**Brief:**
Each entry needs to be restated exactly as written.

Source data:
============
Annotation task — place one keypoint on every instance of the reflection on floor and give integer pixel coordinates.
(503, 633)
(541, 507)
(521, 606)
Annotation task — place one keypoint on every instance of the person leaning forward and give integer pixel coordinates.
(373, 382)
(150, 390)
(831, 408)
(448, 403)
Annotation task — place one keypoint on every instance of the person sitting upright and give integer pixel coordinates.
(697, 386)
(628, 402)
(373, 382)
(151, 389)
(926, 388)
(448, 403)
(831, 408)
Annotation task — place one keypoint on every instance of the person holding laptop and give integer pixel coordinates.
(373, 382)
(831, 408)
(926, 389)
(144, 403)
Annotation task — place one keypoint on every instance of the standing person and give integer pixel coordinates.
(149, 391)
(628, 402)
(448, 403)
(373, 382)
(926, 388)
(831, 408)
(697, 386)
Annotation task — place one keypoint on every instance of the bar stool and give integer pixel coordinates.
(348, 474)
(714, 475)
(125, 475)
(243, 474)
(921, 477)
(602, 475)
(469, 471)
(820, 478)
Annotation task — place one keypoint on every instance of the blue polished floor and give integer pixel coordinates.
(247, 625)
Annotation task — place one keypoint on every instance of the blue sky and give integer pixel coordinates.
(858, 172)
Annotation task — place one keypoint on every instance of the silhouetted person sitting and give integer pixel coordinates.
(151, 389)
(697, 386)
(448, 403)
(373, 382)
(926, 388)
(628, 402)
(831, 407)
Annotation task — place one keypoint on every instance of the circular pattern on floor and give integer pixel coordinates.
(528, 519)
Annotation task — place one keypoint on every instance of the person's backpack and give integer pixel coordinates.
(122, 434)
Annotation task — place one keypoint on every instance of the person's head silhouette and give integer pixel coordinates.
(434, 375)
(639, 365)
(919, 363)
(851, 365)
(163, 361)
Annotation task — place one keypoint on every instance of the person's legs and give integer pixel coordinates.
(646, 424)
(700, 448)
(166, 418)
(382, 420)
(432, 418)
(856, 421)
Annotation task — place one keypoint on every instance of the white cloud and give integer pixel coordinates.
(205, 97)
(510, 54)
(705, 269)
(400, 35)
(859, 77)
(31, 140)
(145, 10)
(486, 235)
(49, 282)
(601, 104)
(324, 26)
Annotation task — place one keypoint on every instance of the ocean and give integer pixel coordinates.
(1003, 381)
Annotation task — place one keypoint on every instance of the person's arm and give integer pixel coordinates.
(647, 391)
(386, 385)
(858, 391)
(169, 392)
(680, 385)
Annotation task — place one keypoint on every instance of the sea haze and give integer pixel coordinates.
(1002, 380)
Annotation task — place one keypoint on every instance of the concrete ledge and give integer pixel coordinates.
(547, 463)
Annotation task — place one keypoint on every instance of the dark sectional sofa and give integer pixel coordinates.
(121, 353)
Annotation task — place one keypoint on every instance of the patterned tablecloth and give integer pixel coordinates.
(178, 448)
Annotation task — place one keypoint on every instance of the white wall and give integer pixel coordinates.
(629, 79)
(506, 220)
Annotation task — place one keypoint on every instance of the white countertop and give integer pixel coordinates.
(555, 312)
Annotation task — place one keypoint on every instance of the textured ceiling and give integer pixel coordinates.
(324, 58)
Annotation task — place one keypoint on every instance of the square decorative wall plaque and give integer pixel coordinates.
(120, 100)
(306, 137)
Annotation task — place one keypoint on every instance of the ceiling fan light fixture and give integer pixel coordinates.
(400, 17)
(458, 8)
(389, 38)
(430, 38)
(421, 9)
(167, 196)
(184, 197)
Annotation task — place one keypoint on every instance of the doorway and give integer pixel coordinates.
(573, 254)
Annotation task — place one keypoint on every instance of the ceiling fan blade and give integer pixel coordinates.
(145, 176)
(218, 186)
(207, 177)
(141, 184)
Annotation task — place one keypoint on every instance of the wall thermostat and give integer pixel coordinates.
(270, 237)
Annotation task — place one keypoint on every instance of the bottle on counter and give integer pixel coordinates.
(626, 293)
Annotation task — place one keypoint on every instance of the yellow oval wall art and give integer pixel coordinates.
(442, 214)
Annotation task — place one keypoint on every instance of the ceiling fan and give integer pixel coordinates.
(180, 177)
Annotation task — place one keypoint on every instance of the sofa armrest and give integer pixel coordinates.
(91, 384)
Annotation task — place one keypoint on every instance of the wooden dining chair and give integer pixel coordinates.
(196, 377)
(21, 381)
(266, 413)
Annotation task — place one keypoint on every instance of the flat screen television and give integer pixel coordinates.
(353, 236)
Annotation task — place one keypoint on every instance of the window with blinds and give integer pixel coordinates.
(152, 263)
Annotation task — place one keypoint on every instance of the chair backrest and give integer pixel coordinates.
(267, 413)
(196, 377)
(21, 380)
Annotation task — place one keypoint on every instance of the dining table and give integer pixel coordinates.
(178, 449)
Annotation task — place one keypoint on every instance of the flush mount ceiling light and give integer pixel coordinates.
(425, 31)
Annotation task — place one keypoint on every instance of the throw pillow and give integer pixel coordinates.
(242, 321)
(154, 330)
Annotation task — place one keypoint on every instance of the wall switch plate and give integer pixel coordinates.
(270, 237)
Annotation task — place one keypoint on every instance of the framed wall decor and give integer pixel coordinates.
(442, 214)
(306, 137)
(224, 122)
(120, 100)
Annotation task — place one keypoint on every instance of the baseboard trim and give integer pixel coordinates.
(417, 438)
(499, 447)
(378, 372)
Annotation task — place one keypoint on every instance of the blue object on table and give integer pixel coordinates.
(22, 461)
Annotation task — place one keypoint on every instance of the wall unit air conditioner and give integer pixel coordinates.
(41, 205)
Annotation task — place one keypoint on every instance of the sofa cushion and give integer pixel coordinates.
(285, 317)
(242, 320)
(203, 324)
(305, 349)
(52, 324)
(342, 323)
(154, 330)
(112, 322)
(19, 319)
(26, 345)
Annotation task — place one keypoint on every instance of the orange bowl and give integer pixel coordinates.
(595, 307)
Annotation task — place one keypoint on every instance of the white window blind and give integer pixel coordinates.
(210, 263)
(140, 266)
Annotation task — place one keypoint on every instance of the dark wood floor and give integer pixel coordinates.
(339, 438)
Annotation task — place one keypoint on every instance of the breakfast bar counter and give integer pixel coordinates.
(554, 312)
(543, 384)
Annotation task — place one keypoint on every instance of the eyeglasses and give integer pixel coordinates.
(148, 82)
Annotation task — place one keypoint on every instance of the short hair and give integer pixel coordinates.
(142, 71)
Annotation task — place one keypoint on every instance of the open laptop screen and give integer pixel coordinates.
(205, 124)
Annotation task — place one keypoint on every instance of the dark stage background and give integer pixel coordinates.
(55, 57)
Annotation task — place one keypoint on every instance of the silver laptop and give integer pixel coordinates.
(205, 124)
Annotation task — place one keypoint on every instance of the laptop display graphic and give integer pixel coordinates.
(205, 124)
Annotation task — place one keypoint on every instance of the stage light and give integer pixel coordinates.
============
**Exercise answer:**
Annotation task — place one keypoint on every instance of the reflection on floor and give integer pixel coordinates.
(503, 633)
(541, 507)
(521, 606)
Annotation task — place one keypoint on every instance of the person leaning forward and give integer pixel coordinates.
(373, 382)
(150, 390)
(831, 408)
(448, 403)
Annotation task — place one keypoint on every instance of the person sitting upright and give integer pixel coordinates.
(697, 386)
(628, 402)
(373, 382)
(151, 389)
(926, 388)
(448, 403)
(831, 408)
Annotation task — place one keypoint on every instance of the person holding laptop and give integer pixel coordinates.
(373, 382)
(831, 408)
(926, 389)
(144, 403)
Annotation task — place one keypoint on every instance of the standing person and give integer pixel coordinates.
(149, 391)
(628, 402)
(448, 403)
(373, 382)
(926, 388)
(831, 408)
(697, 386)
Annotation task — place one keypoint on every instance of the bar stool and give integer pixel coordinates.
(348, 474)
(714, 475)
(125, 475)
(243, 474)
(921, 477)
(602, 475)
(469, 471)
(820, 478)
Annotation task — place one keypoint on every instance of the blue polished floor and give integer pixel coordinates.
(247, 625)
Annotation task — place one keypoint on every instance of the blue sky and give integer pixel coordinates.
(858, 172)
Annotation task — place one keypoint on every instance of the silhouetted person sitting and give integer pixel coordinates.
(151, 389)
(697, 386)
(448, 403)
(373, 382)
(926, 388)
(628, 402)
(831, 407)
Annotation task — place one keypoint on every instance of the circular pattern on floor and give integer pixel coordinates.
(528, 519)
Annotation task — place one keypoint on every instance of the person's backpack and give integer pixel coordinates.
(122, 434)
Annotation task — place one keypoint on every instance of the person's head silhouette and give integer pixel coordinates.
(434, 375)
(639, 365)
(919, 363)
(851, 365)
(163, 361)
Annotation task — place one keypoint on every instance of the person's legs and give integer pixel coordinates.
(646, 424)
(700, 448)
(166, 418)
(382, 420)
(432, 418)
(856, 421)
Annotation task — place one keypoint on every instance of the white cloud and give integer pixel coordinates.
(205, 97)
(510, 54)
(705, 269)
(400, 35)
(859, 77)
(31, 140)
(145, 10)
(486, 235)
(49, 282)
(601, 104)
(324, 26)
Annotation task — place one keypoint on every instance of the ocean and give integer pixel coordinates.
(1003, 381)
Annotation task — place one keypoint on every instance of the person's arm and give integer pixel coordinates.
(647, 391)
(386, 385)
(858, 391)
(169, 392)
(680, 385)
Annotation task — place one keypoint on every instance of the sea haze and give integer pixel coordinates.
(1002, 380)
Annotation task — place one keypoint on every instance of the concrete ledge and give integer pixel coordinates.
(547, 463)
Annotation task — place one keypoint on every instance of the dark sectional sofa and give integer pixel coordinates.
(121, 353)
Annotation task — place one keypoint on every instance of the patterned tablecloth and give integer pixel coordinates.
(178, 448)
Annotation task — place one keypoint on every instance of the white wall and give integer pixel coordinates.
(629, 79)
(506, 220)
Annotation task — place one keypoint on every instance of the white countertop and give integer pixel coordinates.
(555, 312)
Annotation task — place one keypoint on every instance of the textured ceiling and give integer pixel coordinates.
(324, 58)
Annotation task — place one keypoint on every instance of the square decorative wall plaque and give integer pixel coordinates.
(120, 100)
(306, 137)
Annotation task — place one keypoint on every instance of the ceiling fan light fixture and give integer pixel coordinates.
(400, 17)
(458, 8)
(389, 38)
(430, 38)
(421, 9)
(167, 196)
(184, 197)
Annotation task — place one keypoint on every instance of the doorway and give integer pixel coordinates.
(573, 254)
Annotation task — place one keypoint on every instance of the ceiling fan blade and give integer pixel coordinates.
(145, 176)
(218, 186)
(207, 177)
(141, 184)
Annotation task — place one keypoint on every instance of the wall thermostat and give integer pixel coordinates.
(270, 237)
Annotation task — place one keypoint on every instance of the bottle on counter and give integer pixel coordinates.
(626, 293)
Annotation task — place one keypoint on every instance of the yellow oval wall art and give integer pixel coordinates.
(442, 214)
Annotation task — place one keypoint on every instance of the ceiling fan and give integer pixel coordinates.
(180, 177)
Annotation task — place one keypoint on every instance of the sofa armrest and give integer pixel coordinates.
(91, 384)
Annotation task — place one keypoint on every instance of the wooden dining chair and give integer pixel coordinates.
(196, 377)
(21, 381)
(266, 413)
Annotation task — place one keypoint on every instance of the flat screen television and give integer pixel coordinates.
(353, 236)
Annotation task — place one keypoint on every instance of the window with blinds and give integer pixel coordinates.
(152, 263)
Annotation task — place one keypoint on every instance of the chair backrest and give integer pixel coordinates.
(267, 413)
(196, 377)
(21, 380)
Annotation task — place one keypoint on every instance of the dining table and give integer pixel coordinates.
(178, 449)
Annotation task — place one keypoint on every instance of the flush mount ceiling light and give integer pixel coordinates.
(425, 31)
Annotation task — place one keypoint on every instance of the throw pillow and give integer pixel coordinates.
(242, 321)
(154, 330)
Annotation task — place one keypoint on every instance of the wall switch plate and give integer pixel coordinates.
(270, 237)
Annotation task — place one keypoint on every instance of the framed wall decor and give integer pixel coordinates.
(442, 214)
(306, 137)
(224, 122)
(120, 100)
Annotation task — place one keypoint on every instance of the baseboard trim and give integer pixel coordinates.
(417, 438)
(499, 447)
(378, 372)
Annotation task — place one keypoint on every instance of the blue object on table and give integer pixel coordinates.
(22, 461)
Annotation task — place one keypoint on every instance of the wall unit air conditioner and give integer pixel coordinates.
(41, 205)
Annotation task — place one keypoint on every instance of the sofa cushion and give integer pixel coordinates.
(285, 317)
(242, 320)
(203, 324)
(305, 349)
(52, 324)
(342, 323)
(154, 330)
(112, 322)
(19, 319)
(26, 345)
Annotation task — place one keypoint on every instance of the orange bowl and give integer pixel coordinates.
(595, 307)
Annotation task — place one keypoint on every instance of the white window blind and give integer pixel coordinates.
(210, 263)
(140, 266)
Annotation task — place one keypoint on every instance of the dark wood floor and give integer pixel coordinates.
(339, 438)
Annotation task — place one keypoint on every instance of the breakfast bar counter and give integer pixel coordinates.
(554, 312)
(543, 384)
Annotation task — place one keypoint on every instance of the eyeglasses and give integer pixel coordinates.
(148, 82)
Annotation task — place one keypoint on every instance of the short hair and give integer pixel coordinates.
(142, 71)
Annotation task — place one keypoint on every instance of the open laptop screen and give integer pixel coordinates.
(205, 124)
Annotation task — place one keypoint on every instance of the dark stage background and give integer pixel coordinates.
(55, 57)
Annotation task — place one keypoint on every instance of the silver laptop and give integer pixel coordinates.
(205, 124)
Annotation task — place one keypoint on every instance of the laptop display graphic and give integer pixel coordinates.
(205, 124)
Annotation task — place one keypoint on every instance of the stage light and give integer pixel coordinates.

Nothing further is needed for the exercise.